THE TASK
Please copy exactly the lines that begin with the one containing "Where can you spot the red wooden" and end with the last line of the entries.

====================

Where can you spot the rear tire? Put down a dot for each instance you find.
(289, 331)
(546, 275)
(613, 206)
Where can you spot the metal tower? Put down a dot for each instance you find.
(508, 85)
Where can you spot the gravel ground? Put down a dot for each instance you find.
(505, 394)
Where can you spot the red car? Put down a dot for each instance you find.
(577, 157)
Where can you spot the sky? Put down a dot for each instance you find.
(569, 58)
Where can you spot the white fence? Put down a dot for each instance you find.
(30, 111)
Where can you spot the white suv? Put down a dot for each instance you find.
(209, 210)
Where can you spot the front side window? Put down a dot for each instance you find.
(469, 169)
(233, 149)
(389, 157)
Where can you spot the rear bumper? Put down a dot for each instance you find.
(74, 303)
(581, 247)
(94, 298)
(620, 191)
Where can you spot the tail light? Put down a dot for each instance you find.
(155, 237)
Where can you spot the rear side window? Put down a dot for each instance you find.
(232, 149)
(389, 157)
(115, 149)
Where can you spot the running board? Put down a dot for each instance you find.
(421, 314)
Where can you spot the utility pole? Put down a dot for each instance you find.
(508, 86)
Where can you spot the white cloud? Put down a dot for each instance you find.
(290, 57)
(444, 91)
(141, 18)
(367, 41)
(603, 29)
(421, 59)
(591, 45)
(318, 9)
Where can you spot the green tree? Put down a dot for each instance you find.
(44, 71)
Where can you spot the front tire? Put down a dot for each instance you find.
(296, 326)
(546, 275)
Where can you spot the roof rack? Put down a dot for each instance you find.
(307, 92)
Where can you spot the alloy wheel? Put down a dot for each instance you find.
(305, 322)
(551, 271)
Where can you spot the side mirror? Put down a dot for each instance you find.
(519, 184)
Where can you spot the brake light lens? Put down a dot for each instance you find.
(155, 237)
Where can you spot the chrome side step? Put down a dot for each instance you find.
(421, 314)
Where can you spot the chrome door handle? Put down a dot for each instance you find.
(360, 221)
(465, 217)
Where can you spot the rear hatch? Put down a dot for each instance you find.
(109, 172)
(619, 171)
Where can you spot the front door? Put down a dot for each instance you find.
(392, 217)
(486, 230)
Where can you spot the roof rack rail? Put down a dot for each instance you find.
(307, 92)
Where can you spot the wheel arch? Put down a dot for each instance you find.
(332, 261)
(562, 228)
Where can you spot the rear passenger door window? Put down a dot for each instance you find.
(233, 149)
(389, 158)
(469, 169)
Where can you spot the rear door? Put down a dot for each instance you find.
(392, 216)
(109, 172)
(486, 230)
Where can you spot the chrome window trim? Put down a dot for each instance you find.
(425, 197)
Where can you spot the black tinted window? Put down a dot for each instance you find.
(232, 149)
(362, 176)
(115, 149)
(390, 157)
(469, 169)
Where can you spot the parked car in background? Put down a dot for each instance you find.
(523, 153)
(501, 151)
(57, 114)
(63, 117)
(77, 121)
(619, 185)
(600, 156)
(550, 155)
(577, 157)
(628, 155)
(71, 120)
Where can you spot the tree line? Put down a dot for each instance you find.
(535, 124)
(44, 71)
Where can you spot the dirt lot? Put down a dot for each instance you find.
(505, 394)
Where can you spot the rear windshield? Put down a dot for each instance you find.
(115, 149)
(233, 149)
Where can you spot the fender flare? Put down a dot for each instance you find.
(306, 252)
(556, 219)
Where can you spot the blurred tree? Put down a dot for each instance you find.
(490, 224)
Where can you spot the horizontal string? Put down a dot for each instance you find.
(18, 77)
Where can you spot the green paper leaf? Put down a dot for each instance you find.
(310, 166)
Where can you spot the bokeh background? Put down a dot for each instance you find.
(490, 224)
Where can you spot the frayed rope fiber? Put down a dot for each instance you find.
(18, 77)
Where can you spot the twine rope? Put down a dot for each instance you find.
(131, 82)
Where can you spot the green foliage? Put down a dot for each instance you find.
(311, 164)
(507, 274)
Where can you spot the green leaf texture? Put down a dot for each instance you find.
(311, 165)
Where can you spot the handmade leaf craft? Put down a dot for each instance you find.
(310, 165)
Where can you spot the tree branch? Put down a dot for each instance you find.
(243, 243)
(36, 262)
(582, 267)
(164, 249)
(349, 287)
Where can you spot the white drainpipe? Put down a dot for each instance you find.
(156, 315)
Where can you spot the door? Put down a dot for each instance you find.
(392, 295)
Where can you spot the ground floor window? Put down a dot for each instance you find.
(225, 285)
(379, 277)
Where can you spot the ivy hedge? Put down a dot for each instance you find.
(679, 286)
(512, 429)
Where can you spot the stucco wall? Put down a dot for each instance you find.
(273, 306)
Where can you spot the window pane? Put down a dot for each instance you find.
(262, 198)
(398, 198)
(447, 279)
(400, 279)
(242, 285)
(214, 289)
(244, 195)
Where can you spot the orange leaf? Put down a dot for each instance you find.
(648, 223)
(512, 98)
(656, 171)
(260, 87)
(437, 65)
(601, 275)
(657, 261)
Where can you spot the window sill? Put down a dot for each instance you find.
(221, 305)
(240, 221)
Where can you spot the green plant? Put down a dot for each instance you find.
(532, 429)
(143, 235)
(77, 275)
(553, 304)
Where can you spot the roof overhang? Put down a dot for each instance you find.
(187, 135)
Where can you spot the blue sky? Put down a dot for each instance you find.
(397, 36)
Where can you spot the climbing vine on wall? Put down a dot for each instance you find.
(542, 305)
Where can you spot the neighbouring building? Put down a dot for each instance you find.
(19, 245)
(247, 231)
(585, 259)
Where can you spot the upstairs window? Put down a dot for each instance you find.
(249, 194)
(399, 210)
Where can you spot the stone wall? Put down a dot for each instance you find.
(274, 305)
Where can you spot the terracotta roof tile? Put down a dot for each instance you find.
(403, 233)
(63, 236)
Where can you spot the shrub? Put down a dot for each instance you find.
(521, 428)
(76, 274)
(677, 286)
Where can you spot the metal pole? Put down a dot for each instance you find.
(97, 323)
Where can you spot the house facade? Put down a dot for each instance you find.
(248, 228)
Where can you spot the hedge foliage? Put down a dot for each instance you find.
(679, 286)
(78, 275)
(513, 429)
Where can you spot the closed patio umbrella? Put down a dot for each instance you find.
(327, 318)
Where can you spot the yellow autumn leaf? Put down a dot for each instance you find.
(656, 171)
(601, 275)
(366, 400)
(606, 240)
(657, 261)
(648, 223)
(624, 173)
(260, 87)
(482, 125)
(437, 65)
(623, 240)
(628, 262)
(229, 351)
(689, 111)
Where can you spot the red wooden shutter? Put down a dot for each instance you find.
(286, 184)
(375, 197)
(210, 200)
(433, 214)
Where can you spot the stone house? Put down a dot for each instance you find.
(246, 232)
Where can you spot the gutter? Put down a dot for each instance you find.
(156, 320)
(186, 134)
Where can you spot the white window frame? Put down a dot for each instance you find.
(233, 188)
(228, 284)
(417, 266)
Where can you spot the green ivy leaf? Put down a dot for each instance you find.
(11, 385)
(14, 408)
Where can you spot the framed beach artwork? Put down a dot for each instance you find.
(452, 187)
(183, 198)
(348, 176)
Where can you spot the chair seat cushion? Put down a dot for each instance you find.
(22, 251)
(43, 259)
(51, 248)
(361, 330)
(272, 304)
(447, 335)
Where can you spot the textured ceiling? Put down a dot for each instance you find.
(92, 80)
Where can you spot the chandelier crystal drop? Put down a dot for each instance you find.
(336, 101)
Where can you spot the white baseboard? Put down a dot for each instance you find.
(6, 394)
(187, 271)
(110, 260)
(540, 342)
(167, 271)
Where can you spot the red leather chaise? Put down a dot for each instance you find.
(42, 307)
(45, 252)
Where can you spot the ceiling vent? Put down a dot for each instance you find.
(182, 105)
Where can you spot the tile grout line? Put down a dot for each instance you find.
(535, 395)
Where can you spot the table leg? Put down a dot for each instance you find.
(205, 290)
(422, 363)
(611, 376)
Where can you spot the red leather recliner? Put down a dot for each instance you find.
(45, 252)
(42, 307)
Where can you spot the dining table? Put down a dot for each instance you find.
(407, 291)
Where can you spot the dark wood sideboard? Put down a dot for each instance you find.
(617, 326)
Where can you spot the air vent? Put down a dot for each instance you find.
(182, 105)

====================

IN RESPONSE
Where can you spot the red wooden shutter? Put down a dot for each instance you find.
(286, 184)
(375, 197)
(210, 200)
(433, 214)
Where can you spot the stone house? Put down a dot for each instance you find.
(246, 232)
Where can you spot the gutter? Put down a dot for each instance you find.
(156, 320)
(186, 134)
Where can you spot the white window frame? Put down a dot for each instance you find.
(233, 188)
(228, 284)
(417, 266)
Where can you spot the green ivy leaf? Put down a dot for each instance you find.
(11, 385)
(14, 408)
Where can you spot the framed beach artwork? Put down a dot for each instance you find.
(452, 187)
(183, 198)
(348, 176)
Where can you spot the chair seat cushion? Put down a dot for each instance you find.
(22, 251)
(43, 259)
(51, 248)
(361, 330)
(272, 304)
(447, 335)
Where can you spot the textured ceiling? Put down a dot for each instance you find.
(92, 80)
Where can you spot the chandelier crystal drop? Put down a dot for each instance you find.
(336, 101)
Where can you spot the white baseboard? Put down a dot for each instance you find.
(6, 394)
(187, 271)
(110, 260)
(540, 342)
(167, 271)
Where can you spot the red leather chaise? Put down a dot for each instance you find.
(42, 307)
(45, 252)
Where can you spot the ceiling vent? Put down a dot for each instance you find.
(182, 105)
Where can you spot the tile grout line? Put down a dot for each instance you find.
(535, 395)
Where can you spot the table leg? Put down a dot for each instance you find.
(205, 290)
(422, 363)
(611, 376)
Where can you spot the red leather recliner? Put down a dot for each instance you find.
(45, 252)
(42, 307)
Where can you spot the dining table? Put down a dot for each instance you find.
(407, 291)
Where can you spot the dark wood sideboard? Put down a dot for each instance you find.
(617, 326)
Where can you spot the air vent? Put down a dot for each instance you find.
(182, 105)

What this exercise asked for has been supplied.